Task goal:
Repeat the stretch of the passage on rights-consciousness from "One of these" through "knew no bounds.", replacing "overheated" with "inflated".

[[ Passage to read, beginning ]]

One of these trends—long a bane to conservatives as well as to many communitarians—was what they thought was an overheated rights-consciousness. Rising expectations, they complained, were continuing to strengthen “selfish” interest groups whose sense of entitlement knew no bounds.
Rights Talk
, a sober assessment of such expectations by Harvard law professor Mary Ann Glendon that appeared in 1991, helped to spur growing attention to this development. Rights talk, she wrote, “promotes unrealistic expectations, heightens social conflict, and inhibits dialogue that might lead toward consensus.”
58

Others who fretted about the rise of rights-consciousness pointed to trends in the legal profession, which seemed to become steadily more powerful in the United States. It was estimated in 1993 that America had more than 800,000 lawyers, or 307 for every 100,000 of population—as opposed to 103 per 100,000 in Britain and only 21 per 100,000 in Japan. A decade later the number of lawyers in America had leapt to more than a million.

[[ Passage to read, end ]]
[[ Provided material, beginning ]]

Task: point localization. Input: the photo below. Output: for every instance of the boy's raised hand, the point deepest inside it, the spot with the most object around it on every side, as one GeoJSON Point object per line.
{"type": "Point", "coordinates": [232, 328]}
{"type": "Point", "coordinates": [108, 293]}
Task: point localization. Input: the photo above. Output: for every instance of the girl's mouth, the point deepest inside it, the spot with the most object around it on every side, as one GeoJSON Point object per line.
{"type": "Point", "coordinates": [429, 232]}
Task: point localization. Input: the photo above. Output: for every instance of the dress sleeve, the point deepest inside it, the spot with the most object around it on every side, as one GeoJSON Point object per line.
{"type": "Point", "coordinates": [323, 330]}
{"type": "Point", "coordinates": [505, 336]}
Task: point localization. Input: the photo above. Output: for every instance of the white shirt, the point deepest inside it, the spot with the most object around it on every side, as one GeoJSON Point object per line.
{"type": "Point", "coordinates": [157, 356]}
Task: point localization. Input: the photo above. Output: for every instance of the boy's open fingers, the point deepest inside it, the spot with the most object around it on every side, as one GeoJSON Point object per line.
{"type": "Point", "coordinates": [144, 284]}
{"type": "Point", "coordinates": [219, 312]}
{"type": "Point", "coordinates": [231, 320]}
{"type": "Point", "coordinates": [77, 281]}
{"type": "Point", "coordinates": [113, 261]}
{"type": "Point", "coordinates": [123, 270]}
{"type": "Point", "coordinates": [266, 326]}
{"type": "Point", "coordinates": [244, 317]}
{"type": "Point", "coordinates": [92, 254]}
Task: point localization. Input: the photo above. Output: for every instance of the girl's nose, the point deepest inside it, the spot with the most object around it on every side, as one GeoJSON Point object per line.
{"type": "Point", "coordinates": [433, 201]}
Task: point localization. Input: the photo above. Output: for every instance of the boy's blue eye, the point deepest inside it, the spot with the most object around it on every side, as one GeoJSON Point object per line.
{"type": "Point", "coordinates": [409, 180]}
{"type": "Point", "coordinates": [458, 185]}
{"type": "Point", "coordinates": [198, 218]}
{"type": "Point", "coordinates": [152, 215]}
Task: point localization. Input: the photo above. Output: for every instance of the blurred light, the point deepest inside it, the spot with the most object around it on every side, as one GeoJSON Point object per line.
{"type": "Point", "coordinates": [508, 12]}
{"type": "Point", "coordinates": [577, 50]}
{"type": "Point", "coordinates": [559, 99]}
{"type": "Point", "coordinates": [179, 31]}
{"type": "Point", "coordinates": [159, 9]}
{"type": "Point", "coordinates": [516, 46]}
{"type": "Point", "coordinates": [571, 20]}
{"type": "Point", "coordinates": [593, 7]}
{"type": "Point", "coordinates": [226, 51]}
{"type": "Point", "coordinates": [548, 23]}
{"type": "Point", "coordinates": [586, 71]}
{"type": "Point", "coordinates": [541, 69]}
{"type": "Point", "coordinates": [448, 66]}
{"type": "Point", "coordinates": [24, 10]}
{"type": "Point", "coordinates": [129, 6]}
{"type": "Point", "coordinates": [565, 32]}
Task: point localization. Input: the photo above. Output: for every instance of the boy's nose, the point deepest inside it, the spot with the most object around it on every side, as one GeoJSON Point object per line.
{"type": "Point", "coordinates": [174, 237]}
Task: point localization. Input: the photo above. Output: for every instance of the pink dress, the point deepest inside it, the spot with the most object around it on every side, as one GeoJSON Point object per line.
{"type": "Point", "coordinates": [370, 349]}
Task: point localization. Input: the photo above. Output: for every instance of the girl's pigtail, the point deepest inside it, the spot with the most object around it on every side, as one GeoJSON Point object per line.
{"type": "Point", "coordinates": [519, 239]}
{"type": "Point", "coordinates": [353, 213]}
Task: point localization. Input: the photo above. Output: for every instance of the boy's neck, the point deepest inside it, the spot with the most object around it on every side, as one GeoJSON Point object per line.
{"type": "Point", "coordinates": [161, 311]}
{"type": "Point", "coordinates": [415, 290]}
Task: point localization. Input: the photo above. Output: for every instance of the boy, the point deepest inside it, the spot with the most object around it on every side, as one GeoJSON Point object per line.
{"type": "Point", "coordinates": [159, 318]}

[[ Provided material, end ]]

Answer to the problem:
One of these trends—long a bane to conservatives as well as to many communitarians—was what they thought was an inflated rights-consciousness. Rising expectations, they complained, were continuing to strengthen “selfish” interest groups whose sense of entitlement knew no bounds.